# WRITTEN TASK
Count the lines of the rows below that contain the string "plant", with case counting, and reply with the number alone.

SOURCE DATA start

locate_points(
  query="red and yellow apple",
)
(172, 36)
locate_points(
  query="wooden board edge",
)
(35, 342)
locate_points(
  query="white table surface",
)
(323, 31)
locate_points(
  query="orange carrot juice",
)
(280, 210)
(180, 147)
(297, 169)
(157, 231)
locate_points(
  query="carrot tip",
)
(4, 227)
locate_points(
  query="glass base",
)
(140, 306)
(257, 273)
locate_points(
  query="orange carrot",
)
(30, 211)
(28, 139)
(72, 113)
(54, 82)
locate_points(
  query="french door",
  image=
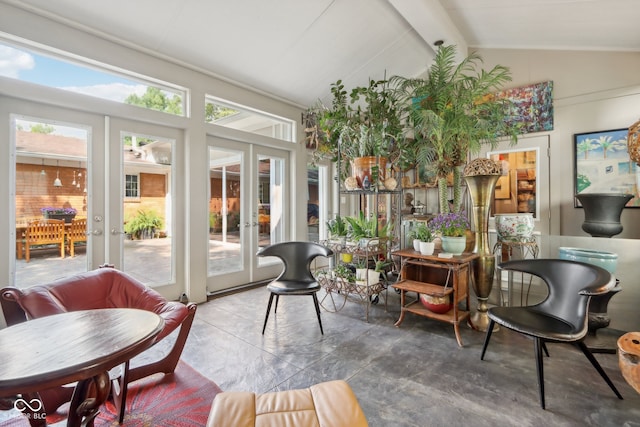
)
(66, 161)
(248, 208)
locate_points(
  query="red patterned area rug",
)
(183, 398)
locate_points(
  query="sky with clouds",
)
(27, 66)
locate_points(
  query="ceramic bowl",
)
(604, 259)
(436, 304)
(514, 227)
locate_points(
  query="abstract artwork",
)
(532, 106)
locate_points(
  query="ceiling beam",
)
(431, 21)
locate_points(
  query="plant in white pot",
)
(425, 238)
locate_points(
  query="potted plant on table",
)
(424, 237)
(452, 229)
(66, 214)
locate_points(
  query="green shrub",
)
(143, 225)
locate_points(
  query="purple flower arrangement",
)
(450, 225)
(58, 211)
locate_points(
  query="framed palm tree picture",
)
(602, 164)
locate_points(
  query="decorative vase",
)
(481, 189)
(427, 248)
(602, 212)
(454, 245)
(514, 227)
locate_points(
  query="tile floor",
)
(412, 375)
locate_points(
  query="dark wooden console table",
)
(64, 348)
(427, 274)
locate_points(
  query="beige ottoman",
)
(328, 404)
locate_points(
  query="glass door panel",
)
(51, 205)
(247, 200)
(142, 203)
(225, 207)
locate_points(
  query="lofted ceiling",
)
(294, 49)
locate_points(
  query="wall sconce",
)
(57, 182)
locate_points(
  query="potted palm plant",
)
(452, 113)
(363, 127)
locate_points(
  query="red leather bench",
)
(101, 288)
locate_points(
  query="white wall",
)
(592, 91)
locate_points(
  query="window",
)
(131, 187)
(227, 114)
(91, 79)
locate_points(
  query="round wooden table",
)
(64, 348)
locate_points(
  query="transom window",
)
(228, 114)
(91, 79)
(132, 186)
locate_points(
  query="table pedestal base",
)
(87, 398)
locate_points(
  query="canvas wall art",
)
(602, 164)
(532, 106)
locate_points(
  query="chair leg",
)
(266, 317)
(544, 348)
(537, 348)
(582, 346)
(487, 337)
(119, 391)
(315, 302)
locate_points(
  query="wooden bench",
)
(76, 233)
(44, 232)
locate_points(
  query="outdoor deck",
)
(147, 260)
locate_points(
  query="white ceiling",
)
(294, 49)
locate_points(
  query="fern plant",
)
(453, 113)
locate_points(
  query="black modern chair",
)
(563, 315)
(296, 277)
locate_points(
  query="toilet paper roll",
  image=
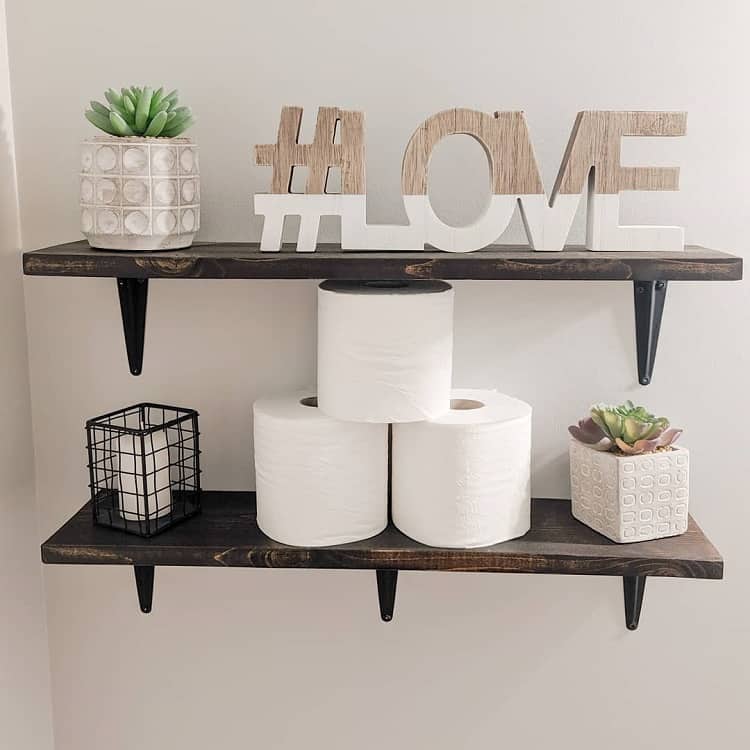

SOURCE DATA end

# COMPLETED TASK
4